** Start of Document extract **

A pure functional approach is not a good fit for games. Games (and graphics, and physics, and AI) and basically all about state changes. The correct functional approach to these problems would be to compute an entire new state once per loop, which will have a very severe performance penalty compared to coding more directly to how actual hardware works.

It is for that reason that you don't see any functional-style game engines in production. It is simply the wrong programming paradigm for the majority of problems a game engine is meant to solve. It is the wrong programming paradigm for the majority of problems that need to be solved in higher-level scripting and game logic code, too. While it is almost certainly possible to make a functional game engine, it would be slow, difficult and cumbersome to use, and would serve no real purpose other than being a neat demo/toy to show off.

** End of Document extract **
** Start of Information supplied **

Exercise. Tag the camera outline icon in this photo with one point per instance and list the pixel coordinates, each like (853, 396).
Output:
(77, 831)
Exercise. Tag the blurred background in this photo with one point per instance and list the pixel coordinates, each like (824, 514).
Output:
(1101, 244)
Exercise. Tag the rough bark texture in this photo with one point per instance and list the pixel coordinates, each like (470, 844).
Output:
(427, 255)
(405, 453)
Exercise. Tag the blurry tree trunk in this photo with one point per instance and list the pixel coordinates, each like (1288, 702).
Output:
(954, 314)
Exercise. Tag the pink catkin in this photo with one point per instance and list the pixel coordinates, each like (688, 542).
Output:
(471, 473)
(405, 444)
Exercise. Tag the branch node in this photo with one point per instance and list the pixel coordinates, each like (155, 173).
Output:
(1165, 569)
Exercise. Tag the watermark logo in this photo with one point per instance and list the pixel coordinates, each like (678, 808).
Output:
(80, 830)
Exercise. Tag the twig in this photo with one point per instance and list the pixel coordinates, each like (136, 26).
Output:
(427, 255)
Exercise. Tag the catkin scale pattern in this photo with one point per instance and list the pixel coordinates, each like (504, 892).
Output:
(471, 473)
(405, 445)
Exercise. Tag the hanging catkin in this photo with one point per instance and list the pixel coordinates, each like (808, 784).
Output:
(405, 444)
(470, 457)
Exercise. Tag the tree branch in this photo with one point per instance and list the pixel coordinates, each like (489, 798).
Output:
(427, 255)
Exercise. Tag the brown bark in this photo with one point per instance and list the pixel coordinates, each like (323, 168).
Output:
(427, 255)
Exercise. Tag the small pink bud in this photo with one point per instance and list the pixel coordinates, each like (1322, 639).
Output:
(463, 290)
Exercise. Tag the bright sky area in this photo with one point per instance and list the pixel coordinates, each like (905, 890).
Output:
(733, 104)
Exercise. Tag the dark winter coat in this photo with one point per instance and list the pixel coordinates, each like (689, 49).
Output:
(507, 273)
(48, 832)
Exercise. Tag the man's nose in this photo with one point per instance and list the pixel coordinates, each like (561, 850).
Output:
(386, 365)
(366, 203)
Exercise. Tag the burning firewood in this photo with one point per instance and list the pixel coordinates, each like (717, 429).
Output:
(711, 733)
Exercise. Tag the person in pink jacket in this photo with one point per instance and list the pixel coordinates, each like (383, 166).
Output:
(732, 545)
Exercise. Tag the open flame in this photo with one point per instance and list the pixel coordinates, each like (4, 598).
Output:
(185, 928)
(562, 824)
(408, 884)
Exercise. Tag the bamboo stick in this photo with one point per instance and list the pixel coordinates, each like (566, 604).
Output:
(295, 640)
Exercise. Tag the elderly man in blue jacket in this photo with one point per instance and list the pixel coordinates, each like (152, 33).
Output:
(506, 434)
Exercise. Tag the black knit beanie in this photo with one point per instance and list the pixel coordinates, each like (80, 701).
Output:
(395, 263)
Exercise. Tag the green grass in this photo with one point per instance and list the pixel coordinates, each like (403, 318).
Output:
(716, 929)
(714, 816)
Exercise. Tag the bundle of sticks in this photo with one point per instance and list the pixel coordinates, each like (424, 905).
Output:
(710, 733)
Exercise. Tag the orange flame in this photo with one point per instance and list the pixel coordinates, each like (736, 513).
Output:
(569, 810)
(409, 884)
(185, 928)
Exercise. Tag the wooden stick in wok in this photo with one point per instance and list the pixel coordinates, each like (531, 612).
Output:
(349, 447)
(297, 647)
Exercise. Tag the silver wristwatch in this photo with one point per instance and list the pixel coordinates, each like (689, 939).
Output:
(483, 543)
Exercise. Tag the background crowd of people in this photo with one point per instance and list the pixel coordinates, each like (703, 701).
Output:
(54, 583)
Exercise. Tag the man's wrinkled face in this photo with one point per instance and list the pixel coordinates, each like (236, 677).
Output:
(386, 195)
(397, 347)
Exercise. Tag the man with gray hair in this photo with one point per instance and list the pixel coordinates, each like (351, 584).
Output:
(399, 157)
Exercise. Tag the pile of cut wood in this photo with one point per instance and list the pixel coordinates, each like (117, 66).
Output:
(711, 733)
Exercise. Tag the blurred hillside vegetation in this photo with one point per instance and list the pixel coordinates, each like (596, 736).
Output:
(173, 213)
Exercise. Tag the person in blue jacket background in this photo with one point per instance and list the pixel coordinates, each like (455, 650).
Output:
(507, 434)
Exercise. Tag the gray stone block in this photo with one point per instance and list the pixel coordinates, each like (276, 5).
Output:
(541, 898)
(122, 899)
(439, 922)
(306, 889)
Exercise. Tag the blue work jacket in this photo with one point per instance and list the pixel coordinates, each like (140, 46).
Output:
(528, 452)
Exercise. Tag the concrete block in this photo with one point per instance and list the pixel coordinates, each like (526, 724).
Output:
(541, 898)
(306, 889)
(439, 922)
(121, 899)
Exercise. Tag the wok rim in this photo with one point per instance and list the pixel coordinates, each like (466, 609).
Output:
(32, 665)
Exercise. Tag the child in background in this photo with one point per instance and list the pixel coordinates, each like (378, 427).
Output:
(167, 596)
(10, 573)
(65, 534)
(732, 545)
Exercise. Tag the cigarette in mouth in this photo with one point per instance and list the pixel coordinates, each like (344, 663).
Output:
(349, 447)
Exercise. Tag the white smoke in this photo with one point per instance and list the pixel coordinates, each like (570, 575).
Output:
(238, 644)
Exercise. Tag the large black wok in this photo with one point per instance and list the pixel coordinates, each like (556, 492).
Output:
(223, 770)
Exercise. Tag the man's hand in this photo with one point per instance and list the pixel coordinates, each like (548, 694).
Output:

** End of Information supplied **

Problem description |
Can you continue the passage above on functional programming in game engines, starting right after its last sentence?

Task response |
That's not to say that functional programming doesn't have a place somewhere in games. I use a very functional style of coding (where appropriate) in C#, Unity JavaScript, and even C++11. Some very specific problems are best or at least most easily solved with a functional style, and most of the popular languages today support that form of programming, albeit in a more cumbersome manner than "real" functional languages. Usually these problems solved with functional approaches are not in the core engine code, nor in code that runs in the game itself. Functional coding can be quite beneficial for tools and offline data processing (baking models and other assets, for instance). It's also arguable that GPU programming is vaguely functional in how algorithms are written, even though the actual coding is done in a hardware-efficient procedural manner.

Of course it can still be best to avoid functional approaches outside very specific circumstances since you want these offline tools to be as fast as possible. Functional languages excel at parallelism, which is good for some problems, but the abstractions from the hardware tend to lead to very inefficient single-threaded performance. (Languages like LISP do well here because they are not pure functional, and in fact Common LISP is multi-paradigm.) The absolute single worst thing for a game engine or related toolkit is to be a bottleneck for content iteration. A fancy engine with a lot of features that takes artists or level designers hours to do what could be done in 5 minutes (or ideally, near-instantly) will just lead to low quality games or cancellation due to budget escalation.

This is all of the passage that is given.